- **What to do**
[A] Answer these questions from the passage on visiting the Outer Banks in the fall:
(i) What span of the year is generally considered the Outer Banks' off-season?
(ii) What is the average high temperature for October?
(iii) What is the average ocean temperature in November?
[B] Reproduce word for word the part of the Outer Banks fall passage that opens with the words containing "Defining the Outer" and closes with "the fall specifically.".

- **Document passage**
----
If the thought of having the Outer Banks beaches all to yourself without waking up at dawn appeals to you, you may want to consider visiting in the off-season. Visiting the Outer Banks in the fall is about enjoying the last gaps of pleasant weather and less about peeping colorful leaves. While the North Carolina beach region continues to become more popular year-round, you can still find some serenity and fewer crowds at the Outer Banks in the fall. But there are some compromises you may need to make with seasonal closures and weather.
Defining the Outer Banks’ off-season or shoulder season is a bit difficult. Generally, it’s Labor Day through Easter. As spring warms up, the crowds aren’t far behind. But there’s a lot of value in visiting the Outer Banks in the fall specifically.
Weather for Outer Banks in Fall
Fall in the Outer Banks can be quite lovely where the weather is concerned. The average high temperature for September is 81F, October is 71F, and November is 63F. The average low temperature for September is 67F, October is 57F, and November is 48F. Average ocean temperatures range from 77F in September to 58F in November so if you’re adventurous you can still stick your toes in, if only for a few moments.
----
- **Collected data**
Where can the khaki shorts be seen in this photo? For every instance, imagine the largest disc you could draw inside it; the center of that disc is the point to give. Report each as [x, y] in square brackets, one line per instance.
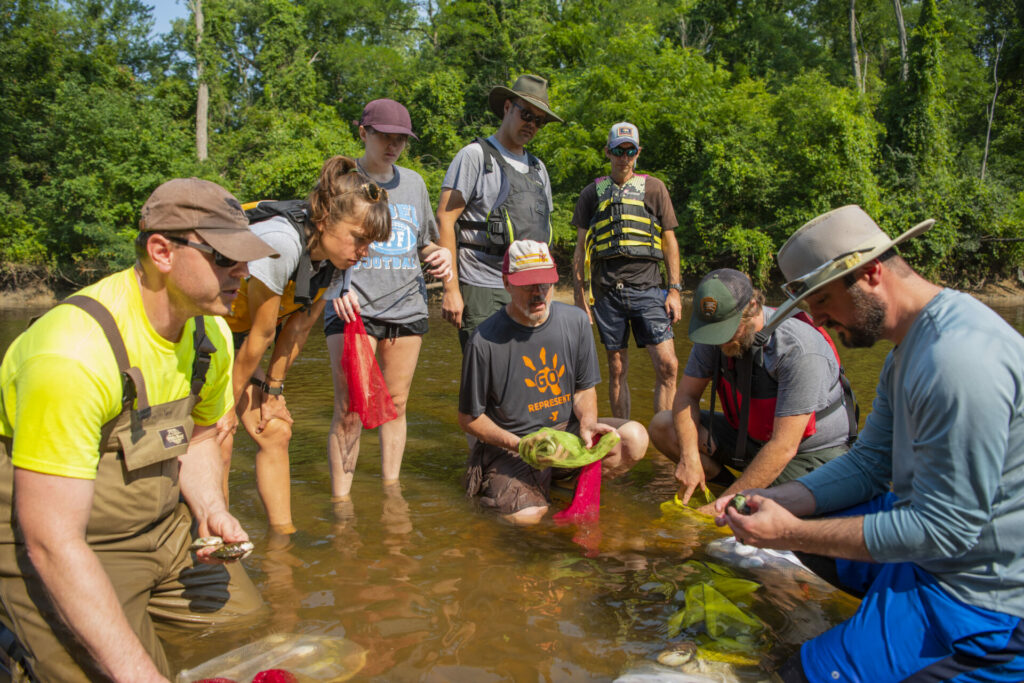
[156, 580]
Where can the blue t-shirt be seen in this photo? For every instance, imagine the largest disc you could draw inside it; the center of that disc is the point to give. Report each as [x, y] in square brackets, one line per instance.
[947, 430]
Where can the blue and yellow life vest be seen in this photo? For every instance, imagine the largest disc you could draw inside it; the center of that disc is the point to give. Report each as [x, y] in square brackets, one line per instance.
[622, 226]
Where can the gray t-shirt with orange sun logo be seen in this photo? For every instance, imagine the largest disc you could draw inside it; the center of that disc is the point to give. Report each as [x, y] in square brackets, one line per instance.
[524, 378]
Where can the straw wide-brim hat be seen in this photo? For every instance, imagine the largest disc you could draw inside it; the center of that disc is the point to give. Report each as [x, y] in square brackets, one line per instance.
[833, 245]
[531, 88]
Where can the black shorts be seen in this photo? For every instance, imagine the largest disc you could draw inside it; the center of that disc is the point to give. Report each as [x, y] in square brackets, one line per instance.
[380, 329]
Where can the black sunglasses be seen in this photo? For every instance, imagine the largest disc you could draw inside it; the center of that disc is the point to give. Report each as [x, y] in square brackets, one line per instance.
[218, 258]
[528, 117]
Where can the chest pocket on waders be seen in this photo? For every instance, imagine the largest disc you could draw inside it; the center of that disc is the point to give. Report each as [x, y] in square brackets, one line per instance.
[137, 477]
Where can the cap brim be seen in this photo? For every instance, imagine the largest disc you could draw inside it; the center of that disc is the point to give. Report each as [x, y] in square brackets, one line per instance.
[534, 276]
[400, 130]
[238, 245]
[714, 333]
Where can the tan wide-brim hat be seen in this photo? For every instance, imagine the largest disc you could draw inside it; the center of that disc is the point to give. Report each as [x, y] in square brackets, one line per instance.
[830, 246]
[531, 88]
[194, 204]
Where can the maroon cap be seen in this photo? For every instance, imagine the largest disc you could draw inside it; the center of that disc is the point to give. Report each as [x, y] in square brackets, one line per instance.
[528, 262]
[193, 204]
[387, 116]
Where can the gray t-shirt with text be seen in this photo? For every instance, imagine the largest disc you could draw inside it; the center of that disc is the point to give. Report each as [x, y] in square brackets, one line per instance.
[525, 378]
[388, 282]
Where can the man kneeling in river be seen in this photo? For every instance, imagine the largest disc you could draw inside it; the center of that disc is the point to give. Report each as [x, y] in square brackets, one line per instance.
[532, 365]
[924, 513]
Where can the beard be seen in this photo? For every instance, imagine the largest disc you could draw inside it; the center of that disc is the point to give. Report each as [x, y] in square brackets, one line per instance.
[868, 321]
[737, 347]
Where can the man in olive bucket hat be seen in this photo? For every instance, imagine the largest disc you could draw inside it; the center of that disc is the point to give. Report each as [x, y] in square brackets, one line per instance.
[109, 456]
[925, 514]
[495, 193]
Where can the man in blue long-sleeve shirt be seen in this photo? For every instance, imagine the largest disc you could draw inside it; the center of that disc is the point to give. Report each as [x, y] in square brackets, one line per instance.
[939, 555]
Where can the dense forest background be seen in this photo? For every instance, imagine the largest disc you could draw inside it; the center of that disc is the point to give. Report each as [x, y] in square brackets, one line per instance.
[758, 114]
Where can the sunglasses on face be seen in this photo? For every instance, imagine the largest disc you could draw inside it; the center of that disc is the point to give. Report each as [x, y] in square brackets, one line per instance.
[528, 117]
[218, 259]
[796, 288]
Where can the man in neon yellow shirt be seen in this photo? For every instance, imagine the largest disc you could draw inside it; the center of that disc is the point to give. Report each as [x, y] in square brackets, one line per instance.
[109, 407]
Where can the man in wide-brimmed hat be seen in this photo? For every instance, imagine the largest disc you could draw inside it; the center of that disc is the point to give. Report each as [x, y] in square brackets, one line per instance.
[925, 514]
[495, 193]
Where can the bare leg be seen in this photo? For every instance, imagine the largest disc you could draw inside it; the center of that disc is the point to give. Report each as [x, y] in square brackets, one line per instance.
[619, 388]
[272, 472]
[343, 439]
[666, 368]
[398, 357]
[664, 437]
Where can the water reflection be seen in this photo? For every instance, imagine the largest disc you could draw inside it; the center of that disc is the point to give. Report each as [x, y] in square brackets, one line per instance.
[436, 591]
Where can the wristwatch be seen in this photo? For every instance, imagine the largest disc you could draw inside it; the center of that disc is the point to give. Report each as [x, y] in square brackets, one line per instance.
[266, 388]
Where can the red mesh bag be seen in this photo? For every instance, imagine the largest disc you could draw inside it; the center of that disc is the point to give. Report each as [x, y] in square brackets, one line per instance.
[368, 395]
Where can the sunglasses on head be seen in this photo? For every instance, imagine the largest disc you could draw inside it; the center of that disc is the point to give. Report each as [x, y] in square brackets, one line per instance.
[218, 258]
[846, 261]
[371, 190]
[528, 117]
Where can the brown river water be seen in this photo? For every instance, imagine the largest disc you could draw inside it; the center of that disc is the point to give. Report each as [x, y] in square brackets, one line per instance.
[435, 590]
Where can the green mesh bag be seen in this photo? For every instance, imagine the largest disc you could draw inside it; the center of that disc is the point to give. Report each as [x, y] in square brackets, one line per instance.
[551, 447]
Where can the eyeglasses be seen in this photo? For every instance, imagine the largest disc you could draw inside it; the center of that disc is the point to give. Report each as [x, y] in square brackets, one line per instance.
[528, 117]
[218, 258]
[846, 261]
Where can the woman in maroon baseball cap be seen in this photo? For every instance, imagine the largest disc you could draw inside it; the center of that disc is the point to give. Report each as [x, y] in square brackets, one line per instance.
[387, 288]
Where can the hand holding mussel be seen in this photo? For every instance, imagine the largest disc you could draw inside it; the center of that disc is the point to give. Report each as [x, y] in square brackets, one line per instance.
----
- **Solutions per task**
[A]
(i) Labor Day through Easter
(ii) 71F
(iii) 58F

[B]
Defining the Outer Banks’ off-season or shoulder season is a bit difficult. Generally, it’s Labor Day through Easter. As spring warms up, the crowds aren’t far behind. But there’s a lot of value in visiting the Outer Banks in the fall specifically.